(Records from a data source)
————

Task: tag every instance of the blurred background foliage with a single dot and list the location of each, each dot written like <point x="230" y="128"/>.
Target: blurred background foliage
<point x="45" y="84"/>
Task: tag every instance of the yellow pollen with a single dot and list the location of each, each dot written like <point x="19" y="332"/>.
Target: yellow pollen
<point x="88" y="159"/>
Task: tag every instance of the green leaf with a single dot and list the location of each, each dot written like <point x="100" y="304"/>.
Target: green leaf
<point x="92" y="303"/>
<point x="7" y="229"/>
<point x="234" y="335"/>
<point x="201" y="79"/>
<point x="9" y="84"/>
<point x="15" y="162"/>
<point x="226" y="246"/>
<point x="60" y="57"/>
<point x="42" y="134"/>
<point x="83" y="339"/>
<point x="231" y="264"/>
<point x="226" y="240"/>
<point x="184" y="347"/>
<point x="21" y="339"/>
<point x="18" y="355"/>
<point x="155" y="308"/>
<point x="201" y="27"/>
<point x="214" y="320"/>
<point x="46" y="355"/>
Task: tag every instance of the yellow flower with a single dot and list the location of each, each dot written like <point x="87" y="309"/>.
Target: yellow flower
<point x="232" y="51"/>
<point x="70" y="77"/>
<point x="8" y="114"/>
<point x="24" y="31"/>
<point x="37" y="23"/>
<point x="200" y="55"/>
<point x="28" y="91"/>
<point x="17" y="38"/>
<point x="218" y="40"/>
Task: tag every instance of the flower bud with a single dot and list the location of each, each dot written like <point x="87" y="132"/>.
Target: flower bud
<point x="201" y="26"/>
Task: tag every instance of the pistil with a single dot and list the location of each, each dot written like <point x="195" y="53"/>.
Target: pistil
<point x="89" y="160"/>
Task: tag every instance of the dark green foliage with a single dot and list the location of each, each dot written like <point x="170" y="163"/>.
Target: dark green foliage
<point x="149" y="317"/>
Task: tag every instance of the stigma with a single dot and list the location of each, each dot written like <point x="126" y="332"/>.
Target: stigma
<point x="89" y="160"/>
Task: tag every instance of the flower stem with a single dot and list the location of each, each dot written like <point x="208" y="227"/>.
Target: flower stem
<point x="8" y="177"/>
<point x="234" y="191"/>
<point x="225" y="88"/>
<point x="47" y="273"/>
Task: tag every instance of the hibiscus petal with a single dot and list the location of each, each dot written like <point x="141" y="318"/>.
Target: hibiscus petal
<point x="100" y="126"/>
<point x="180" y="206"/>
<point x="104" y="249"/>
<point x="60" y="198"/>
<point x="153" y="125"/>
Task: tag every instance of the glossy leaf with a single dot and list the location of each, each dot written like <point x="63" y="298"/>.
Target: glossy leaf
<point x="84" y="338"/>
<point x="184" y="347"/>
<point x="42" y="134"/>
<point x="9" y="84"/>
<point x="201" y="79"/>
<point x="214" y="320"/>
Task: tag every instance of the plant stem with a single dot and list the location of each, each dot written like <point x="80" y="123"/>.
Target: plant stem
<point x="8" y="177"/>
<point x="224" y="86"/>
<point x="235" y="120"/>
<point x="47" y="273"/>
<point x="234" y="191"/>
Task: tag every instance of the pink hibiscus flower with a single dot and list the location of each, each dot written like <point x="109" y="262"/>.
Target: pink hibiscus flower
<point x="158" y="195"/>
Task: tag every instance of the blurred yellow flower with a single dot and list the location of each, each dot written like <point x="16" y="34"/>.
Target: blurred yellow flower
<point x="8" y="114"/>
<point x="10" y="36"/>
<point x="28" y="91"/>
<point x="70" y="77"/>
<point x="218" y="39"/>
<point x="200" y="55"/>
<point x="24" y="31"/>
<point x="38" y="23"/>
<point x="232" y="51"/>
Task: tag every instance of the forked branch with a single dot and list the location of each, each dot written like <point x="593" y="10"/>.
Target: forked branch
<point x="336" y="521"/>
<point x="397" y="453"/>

————

◆ **Work item**:
Return the opening line of the data and every line after it through the line containing "Task: tag every instance of the green", please, exactly as written and with nothing added.

◆ **Result below**:
Task: tag every instance of the blurred background foliage with a single dot and list the location of each, each dot written like <point x="230" y="128"/>.
Target: blurred background foliage
<point x="45" y="84"/>
Task: tag every instance of the yellow pollen with a single dot and list the location of each, each dot written like <point x="19" y="332"/>.
Target: yellow pollen
<point x="88" y="159"/>
Task: tag every instance of the green leaf with a single dot and list the location of each, each dot written like <point x="100" y="304"/>.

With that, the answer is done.